* _Exercise tasks_:
- a) Copy out the text from "Prayers for the" up to and including "period in history.".
- b) Answer these questions from the text:
(i) How many hours after most other people did the writer learn about the shooting?
(ii) According to Le Monde, what does the massacre taint?
(iii) Which news outlet describes the alleged shooter as a loner?
- c) List every country named in the text.

* _Text_:

--

Prayers for the memories of the families affected, on both sides of the war, are welcome. It is clear that people have not healed from this brutal period in history.
Sadly, I had no idea of the horrible shooting at Virginia Tech while I was escorting Laural and Sharaine Barrett around yesterday. In fact, I spent most of the day out or at meetings. I learned about it probably 18 hours after most other people. By today, its impact was felt strongly, particularly at Facebook, where netizens changed their profile photographs to a VT black ribbon.
I join the millions who are sending prayers and thoughts to the victims, and the families of the victims.
I am no expert of what happens inside the minds of people such as the alleged shooter, Cho Seung-Hui. The BBC paints a picture of a loner who has aways felt distant, even as a child. The media coverage has tended to discuss gun control, before finding parties to blame, with the Virginia campus being a target.
If I am to add anything to this debate, I believe we need to go past the same scapegoats. After Columbine, we have already asked these questions and these school shootings continue. In a country like New Zealand, where we are not immune from rampages, we do find armed students a foreign idea associated most strongly with the United States. Le Monde says the massacre taints the American Dream. At the same time, I look at Switzerland which has (unofficially) one firearm for every man, woman and child, yet no one seems to go on rampages there—and this begs the question: why?

--

* _Information provided_:
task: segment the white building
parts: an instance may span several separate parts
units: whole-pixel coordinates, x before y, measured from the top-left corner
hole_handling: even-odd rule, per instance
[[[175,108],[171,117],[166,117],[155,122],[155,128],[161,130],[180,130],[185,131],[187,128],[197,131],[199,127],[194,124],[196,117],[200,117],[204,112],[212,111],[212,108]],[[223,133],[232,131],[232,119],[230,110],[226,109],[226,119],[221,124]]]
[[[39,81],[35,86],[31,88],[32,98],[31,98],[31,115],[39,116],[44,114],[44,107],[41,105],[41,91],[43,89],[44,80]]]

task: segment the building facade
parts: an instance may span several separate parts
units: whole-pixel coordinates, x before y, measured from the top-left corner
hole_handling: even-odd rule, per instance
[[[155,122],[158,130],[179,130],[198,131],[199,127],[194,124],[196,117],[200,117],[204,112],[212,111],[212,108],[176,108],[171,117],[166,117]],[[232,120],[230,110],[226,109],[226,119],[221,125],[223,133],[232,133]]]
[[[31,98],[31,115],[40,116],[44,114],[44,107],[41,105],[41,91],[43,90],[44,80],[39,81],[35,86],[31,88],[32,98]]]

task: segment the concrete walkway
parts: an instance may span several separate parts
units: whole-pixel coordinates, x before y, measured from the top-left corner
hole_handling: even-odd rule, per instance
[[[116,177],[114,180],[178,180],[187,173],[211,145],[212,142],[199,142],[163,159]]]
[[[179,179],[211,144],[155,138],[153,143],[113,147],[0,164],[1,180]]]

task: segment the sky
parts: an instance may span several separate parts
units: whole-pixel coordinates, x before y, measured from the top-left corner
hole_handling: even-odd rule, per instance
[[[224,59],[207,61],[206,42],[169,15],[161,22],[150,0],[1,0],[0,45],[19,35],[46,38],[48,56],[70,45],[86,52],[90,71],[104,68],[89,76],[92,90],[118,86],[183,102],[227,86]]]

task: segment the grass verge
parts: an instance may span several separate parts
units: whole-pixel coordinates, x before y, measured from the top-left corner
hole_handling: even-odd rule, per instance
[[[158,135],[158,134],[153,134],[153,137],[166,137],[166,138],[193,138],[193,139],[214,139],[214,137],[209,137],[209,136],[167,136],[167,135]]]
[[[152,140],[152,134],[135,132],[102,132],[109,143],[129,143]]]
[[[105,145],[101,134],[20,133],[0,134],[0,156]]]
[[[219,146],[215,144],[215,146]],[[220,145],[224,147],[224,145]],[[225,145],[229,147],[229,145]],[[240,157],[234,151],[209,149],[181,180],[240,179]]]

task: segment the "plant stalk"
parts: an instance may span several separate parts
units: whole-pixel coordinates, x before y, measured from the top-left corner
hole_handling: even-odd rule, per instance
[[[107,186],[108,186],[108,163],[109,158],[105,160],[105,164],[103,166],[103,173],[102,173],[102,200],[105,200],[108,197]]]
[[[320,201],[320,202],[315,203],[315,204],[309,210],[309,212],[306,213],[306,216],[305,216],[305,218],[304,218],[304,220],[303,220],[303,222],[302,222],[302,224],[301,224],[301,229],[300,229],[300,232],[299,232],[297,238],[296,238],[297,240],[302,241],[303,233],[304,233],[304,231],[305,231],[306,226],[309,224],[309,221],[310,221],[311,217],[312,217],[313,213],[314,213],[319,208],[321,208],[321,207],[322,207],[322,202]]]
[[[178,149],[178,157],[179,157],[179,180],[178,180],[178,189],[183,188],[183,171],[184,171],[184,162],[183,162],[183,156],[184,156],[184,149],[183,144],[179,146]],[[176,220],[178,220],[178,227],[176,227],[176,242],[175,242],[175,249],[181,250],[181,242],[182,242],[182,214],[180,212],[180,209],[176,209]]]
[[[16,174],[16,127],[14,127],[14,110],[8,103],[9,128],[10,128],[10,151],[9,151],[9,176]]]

--

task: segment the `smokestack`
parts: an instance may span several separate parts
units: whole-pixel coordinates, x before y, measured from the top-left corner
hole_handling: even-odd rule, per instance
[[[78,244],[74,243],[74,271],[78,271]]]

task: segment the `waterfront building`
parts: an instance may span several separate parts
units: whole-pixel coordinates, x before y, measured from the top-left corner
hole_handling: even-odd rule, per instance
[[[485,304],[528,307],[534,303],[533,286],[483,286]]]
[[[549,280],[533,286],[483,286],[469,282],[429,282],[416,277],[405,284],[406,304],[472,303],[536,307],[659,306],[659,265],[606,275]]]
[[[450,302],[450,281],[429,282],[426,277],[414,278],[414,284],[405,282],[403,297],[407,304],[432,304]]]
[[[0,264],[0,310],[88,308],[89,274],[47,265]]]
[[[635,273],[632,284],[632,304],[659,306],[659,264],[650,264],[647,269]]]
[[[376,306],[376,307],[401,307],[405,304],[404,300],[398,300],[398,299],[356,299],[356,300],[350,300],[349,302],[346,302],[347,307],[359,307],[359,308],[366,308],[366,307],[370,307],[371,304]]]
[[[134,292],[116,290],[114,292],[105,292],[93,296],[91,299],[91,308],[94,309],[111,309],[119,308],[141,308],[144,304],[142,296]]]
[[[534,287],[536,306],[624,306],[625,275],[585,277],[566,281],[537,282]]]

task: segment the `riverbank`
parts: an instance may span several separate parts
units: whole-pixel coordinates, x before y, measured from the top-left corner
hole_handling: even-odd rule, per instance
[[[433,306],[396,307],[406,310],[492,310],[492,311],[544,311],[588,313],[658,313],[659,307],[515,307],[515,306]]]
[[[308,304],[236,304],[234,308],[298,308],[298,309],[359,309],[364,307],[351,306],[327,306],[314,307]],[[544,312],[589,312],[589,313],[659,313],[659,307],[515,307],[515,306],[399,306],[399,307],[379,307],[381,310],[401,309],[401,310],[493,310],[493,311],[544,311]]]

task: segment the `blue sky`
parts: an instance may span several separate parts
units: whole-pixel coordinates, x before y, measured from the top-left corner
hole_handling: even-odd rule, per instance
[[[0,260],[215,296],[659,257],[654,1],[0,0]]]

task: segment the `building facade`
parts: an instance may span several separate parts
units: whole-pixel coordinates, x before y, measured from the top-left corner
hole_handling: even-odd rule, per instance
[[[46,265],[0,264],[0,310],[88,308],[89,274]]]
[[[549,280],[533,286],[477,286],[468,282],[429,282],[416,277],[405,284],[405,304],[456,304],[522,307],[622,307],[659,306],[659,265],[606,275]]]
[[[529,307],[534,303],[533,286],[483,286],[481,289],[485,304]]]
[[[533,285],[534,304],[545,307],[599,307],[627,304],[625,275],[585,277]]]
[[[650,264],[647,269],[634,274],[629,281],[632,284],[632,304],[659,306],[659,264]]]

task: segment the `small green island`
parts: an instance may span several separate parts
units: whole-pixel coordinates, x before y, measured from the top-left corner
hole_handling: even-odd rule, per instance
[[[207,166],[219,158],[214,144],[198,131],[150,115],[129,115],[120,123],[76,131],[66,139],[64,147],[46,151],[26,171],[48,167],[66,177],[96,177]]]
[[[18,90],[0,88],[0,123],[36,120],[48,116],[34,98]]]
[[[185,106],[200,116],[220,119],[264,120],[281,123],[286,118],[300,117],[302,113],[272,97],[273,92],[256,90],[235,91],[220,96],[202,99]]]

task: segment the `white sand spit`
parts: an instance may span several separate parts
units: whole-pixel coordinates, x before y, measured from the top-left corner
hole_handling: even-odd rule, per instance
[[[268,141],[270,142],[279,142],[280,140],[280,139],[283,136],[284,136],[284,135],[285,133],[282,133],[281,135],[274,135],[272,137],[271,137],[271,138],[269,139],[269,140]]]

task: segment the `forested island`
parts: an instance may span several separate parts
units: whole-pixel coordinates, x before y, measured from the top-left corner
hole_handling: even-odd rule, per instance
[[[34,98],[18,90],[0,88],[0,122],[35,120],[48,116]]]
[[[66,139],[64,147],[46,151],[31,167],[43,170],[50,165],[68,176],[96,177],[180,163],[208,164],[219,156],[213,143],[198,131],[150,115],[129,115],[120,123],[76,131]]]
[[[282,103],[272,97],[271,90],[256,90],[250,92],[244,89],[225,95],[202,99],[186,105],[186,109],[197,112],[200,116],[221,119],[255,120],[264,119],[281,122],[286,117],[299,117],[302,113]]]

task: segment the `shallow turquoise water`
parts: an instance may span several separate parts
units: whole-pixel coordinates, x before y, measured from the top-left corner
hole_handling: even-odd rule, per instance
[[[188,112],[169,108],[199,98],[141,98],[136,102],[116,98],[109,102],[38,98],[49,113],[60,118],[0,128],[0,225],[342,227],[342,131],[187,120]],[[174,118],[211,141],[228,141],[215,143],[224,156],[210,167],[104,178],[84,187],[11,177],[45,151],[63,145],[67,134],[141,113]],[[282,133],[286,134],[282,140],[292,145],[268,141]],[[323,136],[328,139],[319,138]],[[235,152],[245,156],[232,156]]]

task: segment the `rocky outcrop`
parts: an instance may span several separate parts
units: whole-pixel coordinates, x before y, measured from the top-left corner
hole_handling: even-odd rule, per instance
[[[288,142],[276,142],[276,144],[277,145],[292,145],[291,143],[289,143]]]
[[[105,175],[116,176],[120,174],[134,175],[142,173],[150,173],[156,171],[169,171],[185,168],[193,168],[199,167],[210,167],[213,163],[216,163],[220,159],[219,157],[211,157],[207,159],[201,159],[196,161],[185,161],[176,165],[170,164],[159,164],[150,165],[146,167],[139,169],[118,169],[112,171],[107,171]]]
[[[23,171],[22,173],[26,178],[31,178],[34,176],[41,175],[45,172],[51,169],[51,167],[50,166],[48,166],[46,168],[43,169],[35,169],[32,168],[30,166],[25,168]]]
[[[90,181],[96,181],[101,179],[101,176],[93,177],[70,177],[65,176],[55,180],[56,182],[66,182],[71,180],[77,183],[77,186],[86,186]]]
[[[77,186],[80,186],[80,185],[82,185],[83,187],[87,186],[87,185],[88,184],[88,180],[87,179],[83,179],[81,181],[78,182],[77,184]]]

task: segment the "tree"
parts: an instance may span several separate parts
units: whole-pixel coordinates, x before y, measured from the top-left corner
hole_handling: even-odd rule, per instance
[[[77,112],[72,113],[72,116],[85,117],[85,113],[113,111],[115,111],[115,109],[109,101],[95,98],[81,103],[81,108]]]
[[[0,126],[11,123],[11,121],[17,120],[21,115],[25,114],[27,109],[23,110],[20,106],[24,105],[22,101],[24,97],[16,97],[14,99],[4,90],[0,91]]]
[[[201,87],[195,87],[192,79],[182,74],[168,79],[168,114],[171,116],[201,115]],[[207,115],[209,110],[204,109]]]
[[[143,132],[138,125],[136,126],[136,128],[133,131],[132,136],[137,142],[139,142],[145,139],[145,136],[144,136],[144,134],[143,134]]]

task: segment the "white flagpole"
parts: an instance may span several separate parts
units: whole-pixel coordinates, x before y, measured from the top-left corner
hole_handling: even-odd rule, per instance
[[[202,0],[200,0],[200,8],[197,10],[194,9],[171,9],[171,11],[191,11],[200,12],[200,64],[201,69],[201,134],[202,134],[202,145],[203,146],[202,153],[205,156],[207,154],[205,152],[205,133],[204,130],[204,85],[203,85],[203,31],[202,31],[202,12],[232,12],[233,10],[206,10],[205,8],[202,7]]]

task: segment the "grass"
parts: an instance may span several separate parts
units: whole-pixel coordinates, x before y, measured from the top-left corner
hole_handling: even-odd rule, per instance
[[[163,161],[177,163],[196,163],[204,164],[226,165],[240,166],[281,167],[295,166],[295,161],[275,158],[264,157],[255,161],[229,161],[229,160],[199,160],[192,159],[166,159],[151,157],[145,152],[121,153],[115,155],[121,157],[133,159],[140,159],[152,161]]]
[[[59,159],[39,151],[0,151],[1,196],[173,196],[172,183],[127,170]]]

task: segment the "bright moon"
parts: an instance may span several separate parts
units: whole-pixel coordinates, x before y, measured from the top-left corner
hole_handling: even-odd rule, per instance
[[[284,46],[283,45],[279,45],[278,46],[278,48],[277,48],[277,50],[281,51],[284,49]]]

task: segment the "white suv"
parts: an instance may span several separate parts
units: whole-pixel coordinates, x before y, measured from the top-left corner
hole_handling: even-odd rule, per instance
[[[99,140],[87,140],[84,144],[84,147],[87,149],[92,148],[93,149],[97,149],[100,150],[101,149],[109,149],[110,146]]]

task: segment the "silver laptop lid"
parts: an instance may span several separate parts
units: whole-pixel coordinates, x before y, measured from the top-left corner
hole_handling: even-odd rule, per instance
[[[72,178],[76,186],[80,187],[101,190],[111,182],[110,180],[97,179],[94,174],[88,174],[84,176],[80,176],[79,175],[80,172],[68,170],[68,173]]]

--

* _Results by task_:
- a)
Prayers for the memories of the families affected, on both sides of the war, are welcome. It is clear that people have not healed from this brutal period in history.

- b)
(i) Probably 18 hours
(ii) The American Dream
(iii) The BBC

- c)
New Zealand
United States
Switzerland